WHAT THIS TASK INVOLVES
Arrange everything from the start of the records down to the line containing "190L140 190L117 170L101" as a two-column CSV with the columns "instruction" and "output". Each request gets one row, holding its text and its answer in one quoted field each, with line breaks turned into spaces and the pictures left out.

┌─ EXERCISE INPUT

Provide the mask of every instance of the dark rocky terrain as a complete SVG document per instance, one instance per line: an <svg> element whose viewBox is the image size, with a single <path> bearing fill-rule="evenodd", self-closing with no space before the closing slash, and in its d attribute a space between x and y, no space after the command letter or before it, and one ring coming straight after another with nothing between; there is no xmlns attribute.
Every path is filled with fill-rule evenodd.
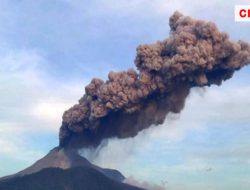
<svg viewBox="0 0 250 190"><path fill-rule="evenodd" d="M1 190L142 190L113 180L91 167L46 168L0 181Z"/></svg>
<svg viewBox="0 0 250 190"><path fill-rule="evenodd" d="M0 190L140 190L117 170L101 168L75 149L54 148L32 166L0 178Z"/></svg>

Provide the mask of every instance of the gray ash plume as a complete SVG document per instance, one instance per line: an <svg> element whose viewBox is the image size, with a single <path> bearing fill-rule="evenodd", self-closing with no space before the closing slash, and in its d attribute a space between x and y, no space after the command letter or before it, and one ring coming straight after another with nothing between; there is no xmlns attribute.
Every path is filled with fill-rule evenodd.
<svg viewBox="0 0 250 190"><path fill-rule="evenodd" d="M250 63L250 46L232 42L212 22L175 12L169 38L137 48L135 65L94 78L63 115L61 147L98 146L103 139L134 137L179 113L190 88L220 85Z"/></svg>

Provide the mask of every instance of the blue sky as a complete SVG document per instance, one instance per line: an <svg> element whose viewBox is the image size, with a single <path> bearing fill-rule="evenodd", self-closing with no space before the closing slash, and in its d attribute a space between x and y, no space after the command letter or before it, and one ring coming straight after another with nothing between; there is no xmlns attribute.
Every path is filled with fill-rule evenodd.
<svg viewBox="0 0 250 190"><path fill-rule="evenodd" d="M84 86L134 67L136 47L166 38L175 10L250 42L249 23L234 22L236 4L246 2L1 0L0 176L56 146L62 113ZM173 190L249 189L249 74L244 68L222 87L192 90L180 115L109 141L93 161L141 181L167 180Z"/></svg>

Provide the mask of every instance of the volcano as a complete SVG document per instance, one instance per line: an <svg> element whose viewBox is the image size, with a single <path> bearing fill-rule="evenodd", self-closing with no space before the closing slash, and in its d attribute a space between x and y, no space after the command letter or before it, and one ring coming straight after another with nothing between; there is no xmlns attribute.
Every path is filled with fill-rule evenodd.
<svg viewBox="0 0 250 190"><path fill-rule="evenodd" d="M57 147L27 169L0 178L0 189L141 190L123 183L124 179L117 170L91 164L77 150Z"/></svg>
<svg viewBox="0 0 250 190"><path fill-rule="evenodd" d="M180 113L193 87L221 85L250 63L250 45L233 42L212 22L175 12L170 37L137 48L135 65L94 78L77 104L65 111L59 147L17 174L0 179L0 190L139 190L117 170L78 154L110 138L132 138Z"/></svg>

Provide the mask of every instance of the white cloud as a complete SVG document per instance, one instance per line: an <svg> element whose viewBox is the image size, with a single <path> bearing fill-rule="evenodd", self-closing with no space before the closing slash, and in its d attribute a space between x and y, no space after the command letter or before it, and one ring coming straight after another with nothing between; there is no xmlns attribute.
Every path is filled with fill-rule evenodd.
<svg viewBox="0 0 250 190"><path fill-rule="evenodd" d="M33 134L57 136L63 112L77 103L84 84L49 76L46 56L38 51L6 52L0 57L0 163L9 158L26 165L46 153L37 149L40 142Z"/></svg>

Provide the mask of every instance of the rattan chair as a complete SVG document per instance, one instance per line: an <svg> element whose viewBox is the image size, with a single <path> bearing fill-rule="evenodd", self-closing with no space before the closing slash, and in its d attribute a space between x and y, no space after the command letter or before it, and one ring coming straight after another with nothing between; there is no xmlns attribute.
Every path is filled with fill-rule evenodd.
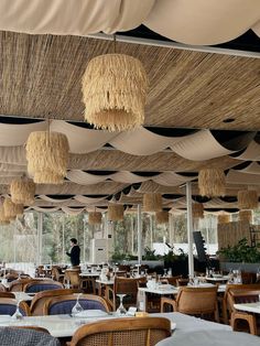
<svg viewBox="0 0 260 346"><path fill-rule="evenodd" d="M260 318L252 313L240 312L234 307L234 304L239 303L254 303L259 301L259 290L239 290L231 289L228 292L227 301L231 307L230 325L234 331L250 332L250 334L258 335L258 324L260 326Z"/></svg>
<svg viewBox="0 0 260 346"><path fill-rule="evenodd" d="M33 316L41 316L44 314L43 306L50 298L53 296L61 296L66 294L73 294L73 293L79 293L80 290L71 290L71 289L62 289L62 290L47 290L39 292L34 295L31 305L30 311ZM1 295L0 295L1 296Z"/></svg>
<svg viewBox="0 0 260 346"><path fill-rule="evenodd" d="M153 346L171 335L171 323L163 317L115 318L79 327L69 346Z"/></svg>
<svg viewBox="0 0 260 346"><path fill-rule="evenodd" d="M44 315L71 314L73 306L76 304L77 294L67 294L50 298L44 306ZM107 301L98 295L82 294L79 303L84 310L102 310L109 312L110 307Z"/></svg>
<svg viewBox="0 0 260 346"><path fill-rule="evenodd" d="M175 312L201 317L213 317L219 322L217 306L217 286L212 288L180 288L176 300L162 298L161 312L170 304Z"/></svg>
<svg viewBox="0 0 260 346"><path fill-rule="evenodd" d="M0 298L0 315L13 315L17 310L17 301L10 298ZM25 302L20 302L19 310L23 316L30 316L30 309Z"/></svg>

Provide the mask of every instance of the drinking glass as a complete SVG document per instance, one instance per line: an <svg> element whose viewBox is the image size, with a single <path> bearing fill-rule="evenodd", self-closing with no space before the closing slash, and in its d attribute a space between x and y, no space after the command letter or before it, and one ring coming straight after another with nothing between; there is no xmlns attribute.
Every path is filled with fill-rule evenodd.
<svg viewBox="0 0 260 346"><path fill-rule="evenodd" d="M126 296L127 294L117 294L117 296L120 299L120 304L116 311L116 314L118 316L123 316L126 315L127 313L127 310L124 309L123 304L122 304L122 300L123 300L123 296Z"/></svg>
<svg viewBox="0 0 260 346"><path fill-rule="evenodd" d="M80 295L82 295L82 293L78 293L78 294L77 294L76 304L75 304L75 305L73 306L73 309L72 309L72 315L73 315L73 316L76 316L78 313L80 313L80 312L84 311L83 306L82 306L80 303L79 303L79 298L80 298Z"/></svg>
<svg viewBox="0 0 260 346"><path fill-rule="evenodd" d="M11 317L12 320L22 320L23 318L23 315L21 314L21 312L19 310L20 302L21 302L21 300L17 300L17 310Z"/></svg>

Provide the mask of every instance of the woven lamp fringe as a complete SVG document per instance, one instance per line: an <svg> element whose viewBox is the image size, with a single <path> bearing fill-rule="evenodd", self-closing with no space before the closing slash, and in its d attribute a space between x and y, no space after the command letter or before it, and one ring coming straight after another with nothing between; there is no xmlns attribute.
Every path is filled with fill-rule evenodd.
<svg viewBox="0 0 260 346"><path fill-rule="evenodd" d="M93 58L83 76L85 120L109 131L144 122L148 77L141 62L124 54Z"/></svg>
<svg viewBox="0 0 260 346"><path fill-rule="evenodd" d="M28 172L36 184L62 184L68 164L68 140L59 132L35 131L26 142Z"/></svg>
<svg viewBox="0 0 260 346"><path fill-rule="evenodd" d="M204 218L204 206L202 203L193 204L193 217L194 218Z"/></svg>
<svg viewBox="0 0 260 346"><path fill-rule="evenodd" d="M218 224L228 224L230 223L230 215L229 214L220 214L217 217Z"/></svg>
<svg viewBox="0 0 260 346"><path fill-rule="evenodd" d="M12 203L11 198L6 198L3 202L4 215L8 219L12 220L19 215L23 215L23 205Z"/></svg>
<svg viewBox="0 0 260 346"><path fill-rule="evenodd" d="M31 205L34 203L35 184L28 179L13 180L10 185L10 193L13 203Z"/></svg>
<svg viewBox="0 0 260 346"><path fill-rule="evenodd" d="M161 194L143 194L143 212L161 212L162 195Z"/></svg>
<svg viewBox="0 0 260 346"><path fill-rule="evenodd" d="M202 196L225 196L226 179L220 169L204 169L198 173L198 188Z"/></svg>
<svg viewBox="0 0 260 346"><path fill-rule="evenodd" d="M252 210L239 210L239 220L252 224Z"/></svg>
<svg viewBox="0 0 260 346"><path fill-rule="evenodd" d="M88 213L88 224L89 225L100 225L102 223L102 214L100 212L89 212Z"/></svg>
<svg viewBox="0 0 260 346"><path fill-rule="evenodd" d="M258 193L254 190L241 190L238 192L239 209L258 208Z"/></svg>
<svg viewBox="0 0 260 346"><path fill-rule="evenodd" d="M169 223L169 213L161 210L155 213L155 223L158 225L163 225Z"/></svg>
<svg viewBox="0 0 260 346"><path fill-rule="evenodd" d="M109 204L108 205L108 220L122 221L123 220L123 205Z"/></svg>

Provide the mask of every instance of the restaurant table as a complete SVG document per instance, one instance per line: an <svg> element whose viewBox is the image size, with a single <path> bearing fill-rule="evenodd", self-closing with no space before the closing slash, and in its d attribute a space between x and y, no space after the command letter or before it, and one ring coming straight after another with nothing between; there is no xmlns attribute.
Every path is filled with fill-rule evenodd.
<svg viewBox="0 0 260 346"><path fill-rule="evenodd" d="M198 285L191 285L191 288L212 288L214 284L212 283L199 283ZM148 293L153 293L158 294L161 296L164 295L175 295L178 292L180 286L174 286L171 284L161 284L155 289L151 288L139 288L138 289L138 301L139 301L139 306L142 306L143 311L147 311L147 294ZM223 293L226 290L226 284L219 284L218 285L218 293Z"/></svg>
<svg viewBox="0 0 260 346"><path fill-rule="evenodd" d="M156 346L259 346L260 337L229 331L193 331L173 333Z"/></svg>
<svg viewBox="0 0 260 346"><path fill-rule="evenodd" d="M260 302L234 304L234 307L240 311L260 314Z"/></svg>
<svg viewBox="0 0 260 346"><path fill-rule="evenodd" d="M90 311L89 311L90 312ZM95 313L94 313L95 314ZM177 312L173 313L156 313L150 314L155 317L166 317L172 322L174 334L182 332L194 331L231 331L230 326L223 325L214 322L204 321L193 316L184 315ZM11 316L0 316L1 326L22 326L34 325L46 328L51 335L55 337L69 337L76 329L86 323L91 323L101 320L118 318L116 313L107 314L106 316L89 316L89 317L72 317L71 315L45 315L45 316L25 316L21 321L12 320ZM126 318L124 316L121 318ZM142 318L142 317L140 317Z"/></svg>

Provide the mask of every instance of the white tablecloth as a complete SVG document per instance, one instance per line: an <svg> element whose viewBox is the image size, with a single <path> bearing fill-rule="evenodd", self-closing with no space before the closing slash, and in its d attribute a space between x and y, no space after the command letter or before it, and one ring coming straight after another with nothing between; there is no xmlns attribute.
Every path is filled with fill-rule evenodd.
<svg viewBox="0 0 260 346"><path fill-rule="evenodd" d="M228 331L198 331L173 334L156 346L259 346L260 337Z"/></svg>

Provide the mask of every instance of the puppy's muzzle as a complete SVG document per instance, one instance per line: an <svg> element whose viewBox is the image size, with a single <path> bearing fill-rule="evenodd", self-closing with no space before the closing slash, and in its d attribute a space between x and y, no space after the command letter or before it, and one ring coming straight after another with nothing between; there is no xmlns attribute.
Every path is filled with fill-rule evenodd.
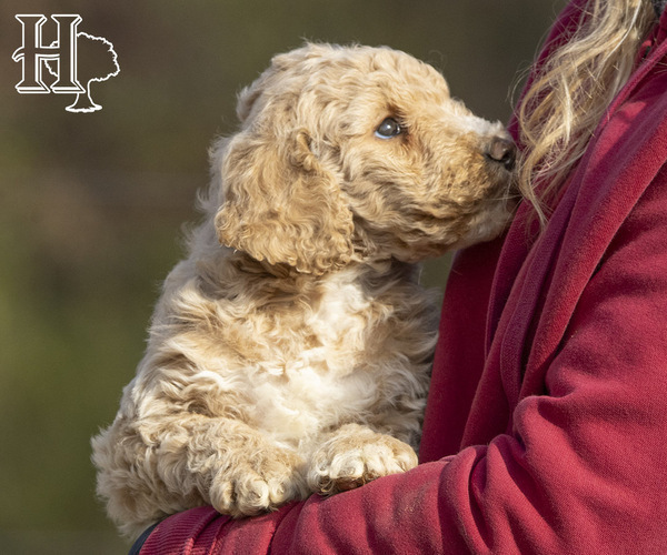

└─

OUTPUT FOR THIS EXERCISE
instruction,output
"Provide the mask of every instance of the dark rocky terrain as a complete SVG document per instance, one instance per line: an <svg> element whose viewBox is the image size, with a single <path> bearing fill-rule=""evenodd"", self-closing with no space before the closing slash, and in its d attribute a space between x and y, no space after the command letter or before it, and one ring coming straight after another with nothing between; there is no xmlns attribute. Every path is filled with fill-rule evenodd.","<svg viewBox=""0 0 250 190""><path fill-rule=""evenodd"" d=""M1 190L142 190L113 180L91 167L46 168L0 181Z""/></svg> <svg viewBox=""0 0 250 190""><path fill-rule=""evenodd"" d=""M0 190L140 190L117 170L101 168L75 149L54 148L32 166L0 178Z""/></svg>"